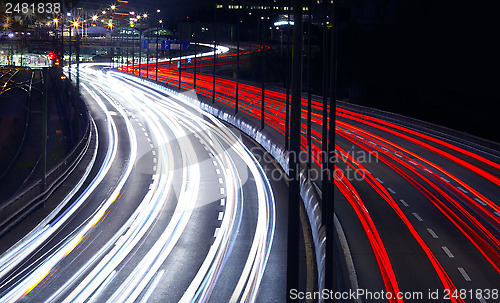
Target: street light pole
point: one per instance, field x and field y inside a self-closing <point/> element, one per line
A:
<point x="294" y="159"/>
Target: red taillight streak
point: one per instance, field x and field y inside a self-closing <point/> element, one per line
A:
<point x="384" y="264"/>
<point x="485" y="248"/>
<point x="445" y="279"/>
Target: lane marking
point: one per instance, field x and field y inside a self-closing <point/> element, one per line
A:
<point x="464" y="274"/>
<point x="433" y="234"/>
<point x="480" y="201"/>
<point x="448" y="252"/>
<point x="418" y="217"/>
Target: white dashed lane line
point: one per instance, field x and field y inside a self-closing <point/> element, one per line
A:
<point x="448" y="252"/>
<point x="462" y="190"/>
<point x="432" y="233"/>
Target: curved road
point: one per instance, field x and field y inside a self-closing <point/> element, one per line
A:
<point x="174" y="209"/>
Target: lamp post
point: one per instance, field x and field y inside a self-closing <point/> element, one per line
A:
<point x="156" y="68"/>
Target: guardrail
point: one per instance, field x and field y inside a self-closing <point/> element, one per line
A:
<point x="34" y="195"/>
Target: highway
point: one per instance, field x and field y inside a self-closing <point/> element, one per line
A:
<point x="420" y="213"/>
<point x="174" y="208"/>
<point x="177" y="209"/>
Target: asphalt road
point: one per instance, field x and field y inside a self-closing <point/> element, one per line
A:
<point x="175" y="209"/>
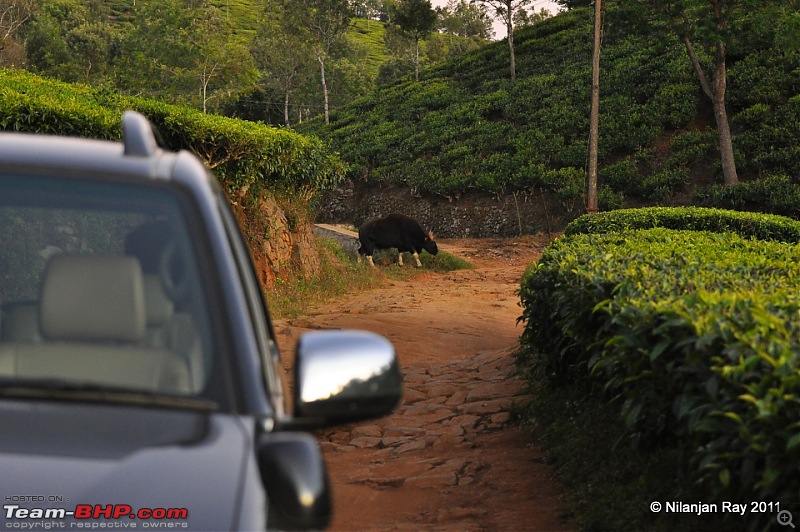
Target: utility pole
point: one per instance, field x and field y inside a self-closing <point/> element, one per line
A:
<point x="594" y="116"/>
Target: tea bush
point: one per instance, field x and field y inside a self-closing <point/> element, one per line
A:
<point x="242" y="154"/>
<point x="693" y="330"/>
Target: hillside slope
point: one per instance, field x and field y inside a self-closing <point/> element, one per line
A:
<point x="465" y="127"/>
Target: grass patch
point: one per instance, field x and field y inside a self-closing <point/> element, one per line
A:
<point x="340" y="274"/>
<point x="386" y="260"/>
<point x="611" y="480"/>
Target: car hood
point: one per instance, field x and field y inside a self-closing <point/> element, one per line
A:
<point x="73" y="456"/>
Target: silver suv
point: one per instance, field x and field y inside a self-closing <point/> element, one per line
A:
<point x="139" y="375"/>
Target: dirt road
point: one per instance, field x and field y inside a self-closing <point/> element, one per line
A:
<point x="448" y="458"/>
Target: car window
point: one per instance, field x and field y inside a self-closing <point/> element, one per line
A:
<point x="100" y="288"/>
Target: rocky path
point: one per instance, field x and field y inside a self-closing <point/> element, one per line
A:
<point x="449" y="458"/>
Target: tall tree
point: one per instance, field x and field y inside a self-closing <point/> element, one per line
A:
<point x="594" y="115"/>
<point x="705" y="25"/>
<point x="13" y="14"/>
<point x="223" y="65"/>
<point x="465" y="19"/>
<point x="326" y="21"/>
<point x="282" y="56"/>
<point x="416" y="19"/>
<point x="505" y="10"/>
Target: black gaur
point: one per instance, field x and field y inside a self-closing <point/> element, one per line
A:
<point x="395" y="231"/>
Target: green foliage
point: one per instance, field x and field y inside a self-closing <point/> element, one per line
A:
<point x="745" y="224"/>
<point x="244" y="155"/>
<point x="485" y="133"/>
<point x="690" y="329"/>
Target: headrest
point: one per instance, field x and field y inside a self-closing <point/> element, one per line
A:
<point x="93" y="298"/>
<point x="158" y="307"/>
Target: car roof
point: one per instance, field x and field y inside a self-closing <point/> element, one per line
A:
<point x="137" y="156"/>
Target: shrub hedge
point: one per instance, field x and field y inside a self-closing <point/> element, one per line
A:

● ● ● ● ● ● ●

- What to produce: Every record gets retyped exactly; no picture goes into the copy.

- Task response:
Target: street light pole
point: one per instance, field x and field y inside a self-closing <point/> element, one per line
A:
<point x="294" y="159"/>
Target: red taillight streak
point: one per instance, field x and field y inside a self-closing <point/> element, one per line
A:
<point x="384" y="264"/>
<point x="485" y="248"/>
<point x="445" y="279"/>
Target: lane marking
point: one per instance, field x and field y inside a self-closing <point/> element, one per line
A:
<point x="464" y="274"/>
<point x="433" y="234"/>
<point x="480" y="201"/>
<point x="448" y="252"/>
<point x="418" y="217"/>
Target: white dashed lane line
point: one per instance, field x and field y inside a self-closing <point/> element, one per line
A:
<point x="448" y="252"/>
<point x="462" y="190"/>
<point x="432" y="233"/>
Target: curved road
point: one per instance, field x and field y inside a self-closing <point/> element, one per line
A:
<point x="174" y="209"/>
Target: lamp post
point: one per instance, field x and field y inside a self-closing <point/> element, one per line
A:
<point x="156" y="68"/>
Target: guardrail
point: one per instance, field x and field y inside a self-closing <point/> element, one per line
A:
<point x="34" y="195"/>
Target: highway
point: one per instance, field x and field y inside a self-closing <point/> element, one per line
A:
<point x="420" y="213"/>
<point x="174" y="208"/>
<point x="177" y="209"/>
Target: asphalt road
point: one per instance, field x and field y inside a self-closing <point/> element, one per line
A:
<point x="175" y="209"/>
Target: utility pole
point: one per instance, field x and field y inside a self-closing <point/> element, one per line
A:
<point x="594" y="116"/>
Target: tea bush
point: one per instance, field x and field y inside a self-closing <point/> element, one per line
A:
<point x="242" y="154"/>
<point x="693" y="330"/>
Target: hillside slope
point: one per instance, field x and field y inside a self-closing <point/> element, one per line
A:
<point x="465" y="127"/>
Target: grass patch
point: one per instance, field x and field y inside a self-closing <point/> element, one per line
A:
<point x="340" y="274"/>
<point x="386" y="260"/>
<point x="611" y="480"/>
Target: car hood
point: one per instance, field x and field y inside a self-closing <point/> element, one per line
A:
<point x="73" y="456"/>
Target: silver suv
point: one per instance, field x and field y inside a self-closing <point/> element, one per line
A:
<point x="139" y="375"/>
Target: dirt road
point: one per instance, field x and field y inside a self-closing <point/> element, one per line
A:
<point x="448" y="458"/>
Target: car window
point: one per instance, field x and field y inside a self-closing <point/> element, one per line
A:
<point x="100" y="288"/>
Target: rocky path
point: one per instance, field x and field y inside a self-closing <point/> element, one per line
A:
<point x="449" y="458"/>
Target: tall tree
point: one per instance, field x and field y inside a self-closing <point/> element, one per line
A:
<point x="594" y="115"/>
<point x="705" y="25"/>
<point x="13" y="14"/>
<point x="223" y="65"/>
<point x="465" y="19"/>
<point x="326" y="21"/>
<point x="282" y="56"/>
<point x="416" y="19"/>
<point x="505" y="10"/>
Target: black gaur
point: one per instance, field x and field y inside a self-closing <point/> element, one per line
A:
<point x="395" y="231"/>
Target: green foliage
point: one per instance, field x and field y inside a self-closing <point/> element, one per line
A:
<point x="745" y="224"/>
<point x="244" y="155"/>
<point x="485" y="133"/>
<point x="690" y="329"/>
Target: headrest
point: one per instance, field x and field y inside a self-closing <point/> element, one per line
A:
<point x="93" y="298"/>
<point x="158" y="307"/>
Target: car roof
point: one per instance, field x and field y inside a self-closing <point/> element, one per line
A:
<point x="137" y="156"/>
Target: shrub hedge
point: one per instance, field x and field y inside a self-closing <point/> element, one per line
A:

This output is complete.